→ **Image box annotation records**:
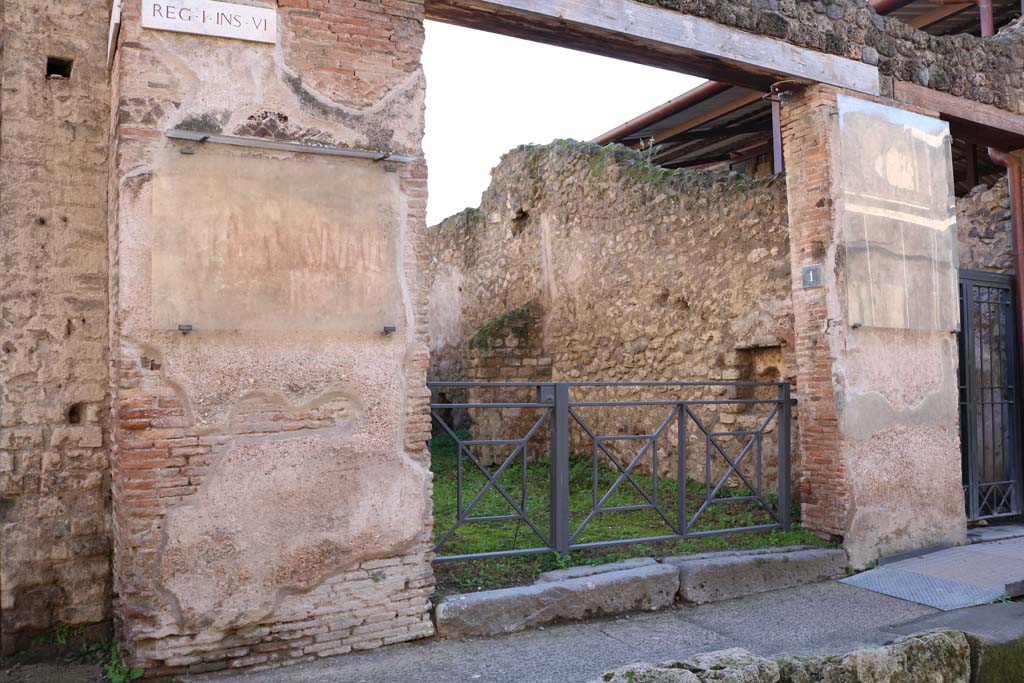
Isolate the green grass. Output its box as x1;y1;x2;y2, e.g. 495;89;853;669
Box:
431;432;827;596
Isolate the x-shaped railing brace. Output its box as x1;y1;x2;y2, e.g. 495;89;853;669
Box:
430;410;550;548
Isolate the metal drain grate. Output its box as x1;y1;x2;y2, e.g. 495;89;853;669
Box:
842;539;1024;611
842;568;1002;611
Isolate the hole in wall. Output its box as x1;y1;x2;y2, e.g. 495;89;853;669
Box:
512;209;529;238
46;57;75;79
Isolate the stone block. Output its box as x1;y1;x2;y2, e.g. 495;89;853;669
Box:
779;631;970;683
593;647;779;683
537;557;657;582
663;549;847;604
435;564;679;638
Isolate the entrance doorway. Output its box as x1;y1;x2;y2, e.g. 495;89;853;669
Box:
958;269;1024;521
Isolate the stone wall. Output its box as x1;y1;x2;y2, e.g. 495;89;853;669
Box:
638;0;1024;113
0;0;111;654
110;0;433;675
956;176;1014;273
428;142;799;483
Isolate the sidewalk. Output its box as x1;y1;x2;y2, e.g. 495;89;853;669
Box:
207;583;937;683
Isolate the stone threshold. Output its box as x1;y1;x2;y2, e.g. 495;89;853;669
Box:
434;547;847;638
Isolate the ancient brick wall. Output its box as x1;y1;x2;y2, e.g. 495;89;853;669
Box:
428;142;799;479
956;177;1014;273
0;0;111;654
638;0;1024;113
111;0;433;675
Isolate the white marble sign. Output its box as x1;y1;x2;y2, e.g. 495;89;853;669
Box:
142;0;278;43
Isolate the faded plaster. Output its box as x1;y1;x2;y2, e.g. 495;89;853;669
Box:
112;0;432;668
824;92;967;567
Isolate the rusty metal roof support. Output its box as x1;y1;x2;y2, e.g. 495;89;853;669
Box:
988;147;1024;376
929;0;995;38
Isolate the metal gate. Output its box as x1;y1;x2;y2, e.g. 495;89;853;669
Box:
958;270;1024;521
430;382;792;561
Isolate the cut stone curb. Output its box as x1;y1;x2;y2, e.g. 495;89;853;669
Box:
434;547;846;638
537;557;657;583
434;564;679;638
662;549;847;604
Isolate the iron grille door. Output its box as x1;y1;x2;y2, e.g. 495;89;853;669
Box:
958;270;1024;521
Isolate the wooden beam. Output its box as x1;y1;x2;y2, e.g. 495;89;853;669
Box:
907;2;978;29
654;92;764;144
894;81;1024;148
426;0;880;95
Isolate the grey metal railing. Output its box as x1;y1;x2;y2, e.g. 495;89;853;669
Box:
429;382;793;561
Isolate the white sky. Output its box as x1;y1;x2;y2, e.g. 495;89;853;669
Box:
423;22;702;225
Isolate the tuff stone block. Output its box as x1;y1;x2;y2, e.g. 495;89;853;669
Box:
434;564;679;638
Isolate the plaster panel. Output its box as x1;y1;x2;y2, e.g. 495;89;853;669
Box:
844;422;966;567
151;145;403;333
161;405;427;630
838;95;959;332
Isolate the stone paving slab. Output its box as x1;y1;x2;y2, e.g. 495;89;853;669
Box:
211;583;938;683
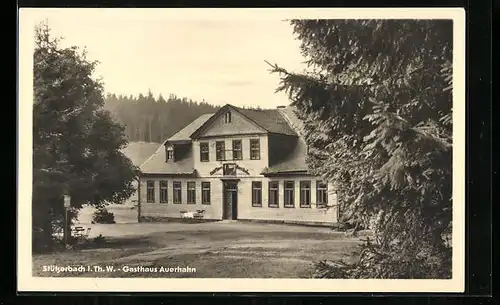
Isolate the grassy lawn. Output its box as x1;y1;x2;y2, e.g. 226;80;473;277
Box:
33;222;360;278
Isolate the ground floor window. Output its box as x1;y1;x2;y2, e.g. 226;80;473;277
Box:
187;182;196;204
316;181;328;208
201;182;210;204
160;180;168;203
268;181;279;208
283;181;295;208
172;181;182;204
300;181;311;208
146;180;155;203
252;181;262;207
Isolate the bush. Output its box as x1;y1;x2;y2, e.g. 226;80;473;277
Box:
92;207;115;224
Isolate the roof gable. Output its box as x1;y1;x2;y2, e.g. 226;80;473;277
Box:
191;104;297;138
167;113;214;142
121;142;161;166
191;106;268;138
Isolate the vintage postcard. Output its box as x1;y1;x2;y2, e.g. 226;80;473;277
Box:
17;8;466;292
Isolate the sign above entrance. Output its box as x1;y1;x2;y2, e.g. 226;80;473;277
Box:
210;163;250;176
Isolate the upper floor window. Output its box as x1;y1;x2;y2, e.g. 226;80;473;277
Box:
250;139;260;160
172;181;182;204
160;180;168;203
146;180;155;203
215;141;226;161
224;111;231;123
233;140;243;160
187;181;196;204
252;181;262;207
201;182;210;204
300;181;311;208
283;181;295;208
268;181;279;208
200;142;210;162
316;181;328;208
167;147;174;161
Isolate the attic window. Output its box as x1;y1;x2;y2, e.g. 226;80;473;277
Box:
167;147;174;161
224;111;231;123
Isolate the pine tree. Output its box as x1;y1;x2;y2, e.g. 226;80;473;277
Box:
32;23;137;250
271;20;453;278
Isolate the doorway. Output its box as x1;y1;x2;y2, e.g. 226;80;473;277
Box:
222;181;238;220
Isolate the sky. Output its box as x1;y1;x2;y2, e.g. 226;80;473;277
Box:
25;9;305;108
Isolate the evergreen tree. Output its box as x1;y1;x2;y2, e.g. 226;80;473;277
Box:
32;24;137;250
271;20;453;278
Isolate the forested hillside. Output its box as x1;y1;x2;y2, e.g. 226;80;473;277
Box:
104;92;219;143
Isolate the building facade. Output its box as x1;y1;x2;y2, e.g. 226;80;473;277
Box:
138;105;338;225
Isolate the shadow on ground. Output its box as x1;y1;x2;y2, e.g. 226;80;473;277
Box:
33;223;360;278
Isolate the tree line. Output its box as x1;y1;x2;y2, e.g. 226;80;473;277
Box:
104;91;220;143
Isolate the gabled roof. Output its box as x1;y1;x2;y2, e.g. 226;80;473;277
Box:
167;113;214;142
262;106;309;175
121;142;161;166
233;107;297;136
191;104;297;137
140;141;196;175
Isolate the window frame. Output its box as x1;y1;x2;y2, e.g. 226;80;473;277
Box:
167;147;175;162
200;142;210;162
215;141;226;161
160;180;168;203
146;180;156;203
316;180;328;208
232;140;243;160
283;180;295;208
252;181;262;208
224;111;231;124
172;181;182;204
186;181;196;204
267;181;280;208
222;163;237;177
250;139;260;160
299;180;311;208
201;181;212;205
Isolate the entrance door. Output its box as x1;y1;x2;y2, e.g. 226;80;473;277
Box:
222;181;238;219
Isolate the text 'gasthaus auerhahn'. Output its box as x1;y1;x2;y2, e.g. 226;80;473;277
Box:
42;265;196;273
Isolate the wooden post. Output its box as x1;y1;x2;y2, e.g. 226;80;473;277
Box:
137;177;141;223
63;195;71;246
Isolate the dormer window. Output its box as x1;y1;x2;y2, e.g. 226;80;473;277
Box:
167;146;174;162
224;111;231;124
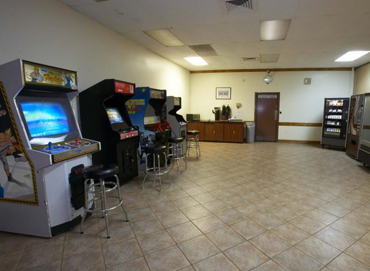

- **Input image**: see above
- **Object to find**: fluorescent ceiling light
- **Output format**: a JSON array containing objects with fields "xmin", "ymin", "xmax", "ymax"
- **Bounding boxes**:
[
  {"xmin": 144, "ymin": 29, "xmax": 185, "ymax": 47},
  {"xmin": 335, "ymin": 51, "xmax": 370, "ymax": 62},
  {"xmin": 184, "ymin": 56, "xmax": 208, "ymax": 66},
  {"xmin": 260, "ymin": 20, "xmax": 290, "ymax": 41}
]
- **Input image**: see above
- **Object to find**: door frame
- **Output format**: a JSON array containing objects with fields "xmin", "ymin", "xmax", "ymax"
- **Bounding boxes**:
[{"xmin": 254, "ymin": 92, "xmax": 280, "ymax": 142}]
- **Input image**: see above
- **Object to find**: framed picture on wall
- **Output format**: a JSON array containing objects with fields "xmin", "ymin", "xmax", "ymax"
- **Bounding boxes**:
[{"xmin": 216, "ymin": 87, "xmax": 231, "ymax": 100}]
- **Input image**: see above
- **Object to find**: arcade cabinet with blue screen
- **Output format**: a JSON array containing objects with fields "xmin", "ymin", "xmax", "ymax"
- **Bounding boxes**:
[
  {"xmin": 126, "ymin": 87, "xmax": 171, "ymax": 162},
  {"xmin": 0, "ymin": 59, "xmax": 100, "ymax": 237},
  {"xmin": 79, "ymin": 79, "xmax": 139, "ymax": 185}
]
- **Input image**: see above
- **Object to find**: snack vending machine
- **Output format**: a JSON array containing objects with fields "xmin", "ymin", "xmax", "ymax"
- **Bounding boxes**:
[{"xmin": 321, "ymin": 98, "xmax": 349, "ymax": 148}]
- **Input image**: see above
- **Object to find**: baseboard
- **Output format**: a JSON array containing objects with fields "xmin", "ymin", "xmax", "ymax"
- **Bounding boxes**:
[{"xmin": 278, "ymin": 139, "xmax": 320, "ymax": 144}]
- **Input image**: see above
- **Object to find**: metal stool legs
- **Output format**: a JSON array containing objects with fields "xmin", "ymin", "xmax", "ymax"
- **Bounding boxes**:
[{"xmin": 80, "ymin": 175, "xmax": 128, "ymax": 238}]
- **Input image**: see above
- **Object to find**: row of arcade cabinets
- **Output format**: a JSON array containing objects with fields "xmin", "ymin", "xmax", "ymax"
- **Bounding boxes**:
[
  {"xmin": 0, "ymin": 59, "xmax": 100, "ymax": 237},
  {"xmin": 79, "ymin": 79, "xmax": 139, "ymax": 185},
  {"xmin": 346, "ymin": 93, "xmax": 370, "ymax": 165}
]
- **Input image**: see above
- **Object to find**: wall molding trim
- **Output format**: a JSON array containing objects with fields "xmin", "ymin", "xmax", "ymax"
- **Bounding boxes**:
[{"xmin": 190, "ymin": 67, "xmax": 352, "ymax": 74}]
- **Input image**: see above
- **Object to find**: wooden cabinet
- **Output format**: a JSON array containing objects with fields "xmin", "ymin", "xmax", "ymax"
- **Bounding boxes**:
[
  {"xmin": 224, "ymin": 123, "xmax": 244, "ymax": 142},
  {"xmin": 188, "ymin": 122, "xmax": 204, "ymax": 141},
  {"xmin": 188, "ymin": 121, "xmax": 244, "ymax": 143},
  {"xmin": 204, "ymin": 122, "xmax": 224, "ymax": 141}
]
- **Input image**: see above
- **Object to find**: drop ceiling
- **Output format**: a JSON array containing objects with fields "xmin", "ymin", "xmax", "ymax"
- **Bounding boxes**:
[{"xmin": 58, "ymin": 0, "xmax": 370, "ymax": 71}]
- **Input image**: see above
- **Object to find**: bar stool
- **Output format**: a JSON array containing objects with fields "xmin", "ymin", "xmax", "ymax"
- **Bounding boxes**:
[
  {"xmin": 167, "ymin": 137, "xmax": 188, "ymax": 173},
  {"xmin": 143, "ymin": 145, "xmax": 171, "ymax": 192},
  {"xmin": 186, "ymin": 130, "xmax": 200, "ymax": 158},
  {"xmin": 80, "ymin": 164, "xmax": 128, "ymax": 238}
]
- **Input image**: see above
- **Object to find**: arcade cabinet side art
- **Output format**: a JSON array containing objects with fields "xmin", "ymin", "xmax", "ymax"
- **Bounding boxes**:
[{"xmin": 0, "ymin": 81, "xmax": 39, "ymax": 205}]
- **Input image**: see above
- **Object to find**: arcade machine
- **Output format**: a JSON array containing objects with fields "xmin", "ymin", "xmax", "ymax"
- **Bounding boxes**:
[
  {"xmin": 0, "ymin": 59, "xmax": 100, "ymax": 237},
  {"xmin": 166, "ymin": 96, "xmax": 188, "ymax": 153},
  {"xmin": 126, "ymin": 87, "xmax": 171, "ymax": 162},
  {"xmin": 79, "ymin": 79, "xmax": 139, "ymax": 185},
  {"xmin": 321, "ymin": 98, "xmax": 349, "ymax": 148},
  {"xmin": 358, "ymin": 93, "xmax": 370, "ymax": 166},
  {"xmin": 346, "ymin": 94, "xmax": 365, "ymax": 160}
]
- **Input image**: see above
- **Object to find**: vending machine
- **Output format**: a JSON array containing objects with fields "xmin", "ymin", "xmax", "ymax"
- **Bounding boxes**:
[
  {"xmin": 346, "ymin": 94, "xmax": 365, "ymax": 159},
  {"xmin": 0, "ymin": 59, "xmax": 100, "ymax": 237},
  {"xmin": 321, "ymin": 98, "xmax": 349, "ymax": 148},
  {"xmin": 358, "ymin": 93, "xmax": 370, "ymax": 165}
]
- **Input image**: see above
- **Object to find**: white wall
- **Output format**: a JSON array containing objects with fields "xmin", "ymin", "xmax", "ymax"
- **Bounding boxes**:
[
  {"xmin": 0, "ymin": 0, "xmax": 190, "ymax": 113},
  {"xmin": 190, "ymin": 71, "xmax": 352, "ymax": 141}
]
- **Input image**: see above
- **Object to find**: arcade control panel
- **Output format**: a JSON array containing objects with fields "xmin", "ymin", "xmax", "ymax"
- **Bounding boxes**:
[{"xmin": 33, "ymin": 138, "xmax": 100, "ymax": 163}]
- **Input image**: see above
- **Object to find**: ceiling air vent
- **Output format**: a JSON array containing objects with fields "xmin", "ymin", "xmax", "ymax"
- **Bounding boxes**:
[
  {"xmin": 242, "ymin": 57, "xmax": 258, "ymax": 62},
  {"xmin": 225, "ymin": 0, "xmax": 253, "ymax": 12},
  {"xmin": 189, "ymin": 44, "xmax": 217, "ymax": 56}
]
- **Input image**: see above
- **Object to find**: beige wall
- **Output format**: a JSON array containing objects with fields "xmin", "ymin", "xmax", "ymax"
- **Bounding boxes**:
[
  {"xmin": 354, "ymin": 63, "xmax": 370, "ymax": 94},
  {"xmin": 190, "ymin": 71, "xmax": 352, "ymax": 141}
]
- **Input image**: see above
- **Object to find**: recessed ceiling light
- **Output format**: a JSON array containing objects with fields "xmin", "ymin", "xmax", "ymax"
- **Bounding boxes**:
[
  {"xmin": 335, "ymin": 51, "xmax": 370, "ymax": 62},
  {"xmin": 184, "ymin": 56, "xmax": 208, "ymax": 66},
  {"xmin": 260, "ymin": 20, "xmax": 290, "ymax": 41},
  {"xmin": 144, "ymin": 29, "xmax": 185, "ymax": 47}
]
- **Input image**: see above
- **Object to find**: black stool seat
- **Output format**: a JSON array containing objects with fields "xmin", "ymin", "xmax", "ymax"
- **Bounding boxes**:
[
  {"xmin": 167, "ymin": 137, "xmax": 184, "ymax": 143},
  {"xmin": 82, "ymin": 164, "xmax": 118, "ymax": 179},
  {"xmin": 145, "ymin": 146, "xmax": 166, "ymax": 154},
  {"xmin": 186, "ymin": 130, "xmax": 199, "ymax": 135}
]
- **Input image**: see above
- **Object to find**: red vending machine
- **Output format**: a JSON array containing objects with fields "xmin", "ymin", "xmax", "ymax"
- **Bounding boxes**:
[{"xmin": 321, "ymin": 98, "xmax": 349, "ymax": 148}]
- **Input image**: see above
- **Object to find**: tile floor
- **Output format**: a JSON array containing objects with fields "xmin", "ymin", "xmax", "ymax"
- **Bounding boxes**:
[{"xmin": 0, "ymin": 142, "xmax": 370, "ymax": 271}]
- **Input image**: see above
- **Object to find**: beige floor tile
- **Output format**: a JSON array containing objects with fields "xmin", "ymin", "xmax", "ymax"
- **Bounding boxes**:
[
  {"xmin": 173, "ymin": 197, "xmax": 199, "ymax": 209},
  {"xmin": 319, "ymin": 203, "xmax": 351, "ymax": 217},
  {"xmin": 252, "ymin": 260, "xmax": 285, "ymax": 271},
  {"xmin": 273, "ymin": 247, "xmax": 323, "ymax": 271},
  {"xmin": 167, "ymin": 222, "xmax": 202, "ymax": 243},
  {"xmin": 215, "ymin": 209, "xmax": 247, "ymax": 225},
  {"xmin": 193, "ymin": 253, "xmax": 239, "ymax": 271},
  {"xmin": 231, "ymin": 219, "xmax": 266, "ymax": 240},
  {"xmin": 193, "ymin": 215, "xmax": 227, "ymax": 234},
  {"xmin": 17, "ymin": 241, "xmax": 64, "ymax": 270},
  {"xmin": 106, "ymin": 258, "xmax": 150, "ymax": 271},
  {"xmin": 202, "ymin": 199, "xmax": 231, "ymax": 213},
  {"xmin": 224, "ymin": 242, "xmax": 269, "ymax": 270},
  {"xmin": 295, "ymin": 236, "xmax": 341, "ymax": 265},
  {"xmin": 206, "ymin": 227, "xmax": 245, "ymax": 251},
  {"xmin": 305, "ymin": 209, "xmax": 339, "ymax": 225},
  {"xmin": 137, "ymin": 230, "xmax": 175, "ymax": 254},
  {"xmin": 192, "ymin": 192, "xmax": 217, "ymax": 203},
  {"xmin": 131, "ymin": 217, "xmax": 163, "ymax": 236},
  {"xmin": 145, "ymin": 246, "xmax": 190, "ymax": 271},
  {"xmin": 360, "ymin": 231, "xmax": 370, "ymax": 246},
  {"xmin": 315, "ymin": 227, "xmax": 356, "ymax": 251},
  {"xmin": 326, "ymin": 253, "xmax": 370, "ymax": 271},
  {"xmin": 251, "ymin": 213, "xmax": 284, "ymax": 230},
  {"xmin": 181, "ymin": 205, "xmax": 212, "ymax": 220},
  {"xmin": 269, "ymin": 206, "xmax": 300, "ymax": 221},
  {"xmin": 271, "ymin": 223, "xmax": 310, "ymax": 245},
  {"xmin": 249, "ymin": 232, "xmax": 291, "ymax": 258},
  {"xmin": 178, "ymin": 235, "xmax": 220, "ymax": 264},
  {"xmin": 62, "ymin": 248, "xmax": 105, "ymax": 271},
  {"xmin": 289, "ymin": 216, "xmax": 326, "ymax": 234},
  {"xmin": 330, "ymin": 219, "xmax": 368, "ymax": 239},
  {"xmin": 103, "ymin": 238, "xmax": 143, "ymax": 267},
  {"xmin": 158, "ymin": 211, "xmax": 189, "ymax": 228},
  {"xmin": 345, "ymin": 242, "xmax": 370, "ymax": 267}
]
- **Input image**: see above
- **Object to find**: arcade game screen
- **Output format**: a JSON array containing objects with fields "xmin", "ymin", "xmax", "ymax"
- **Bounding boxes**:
[
  {"xmin": 105, "ymin": 107, "xmax": 124, "ymax": 124},
  {"xmin": 21, "ymin": 102, "xmax": 69, "ymax": 138}
]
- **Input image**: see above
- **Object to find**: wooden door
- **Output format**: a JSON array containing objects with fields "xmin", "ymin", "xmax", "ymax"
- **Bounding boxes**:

→ **What you will do**:
Please return the material above unchanged, starting at the first line and ending at the line that contains "434;547;847;638". Include both of those lines, and leave the pictures out of your answer.

→ **Solution to this task**:
Isolate the green grass. Output its box as x1;y1;x2;y2, e.g. 495;89;853;669
Box:
431;432;827;596
Isolate the x-shaped railing brace. Output its box as x1;y1;x2;y2, e.g. 495;89;853;669
Box:
430;410;550;548
Isolate the metal drain grate. Output its box as x1;y1;x2;y2, e.g. 495;89;853;669
Box:
842;539;1024;611
842;568;1002;611
Isolate the hole in wall. Output its box as x1;y1;x2;y2, e.g. 495;89;853;669
Box:
512;209;529;238
46;57;75;79
Isolate the stone block. Output its box as x1;y1;x2;y2, e.g. 495;89;853;669
Box:
779;631;970;683
593;647;779;683
537;557;657;582
663;549;847;604
435;564;679;638
Isolate the entrance doorway. Output its box as x1;y1;x2;y2, e.g. 495;89;853;669
Box:
958;269;1024;521
Isolate the stone wall. Output its box as x1;y1;x2;y2, e.g. 495;89;853;669
Box:
638;0;1024;113
0;0;111;654
110;0;433;675
956;176;1014;273
428;142;799;483
Isolate the sidewalk. Output its box as x1;y1;x2;y2, e.g. 495;89;853;669
Box:
207;583;937;683
Isolate the stone threshold. Output its box as x1;y1;x2;y2, e.g. 495;89;853;669
Box:
434;547;847;638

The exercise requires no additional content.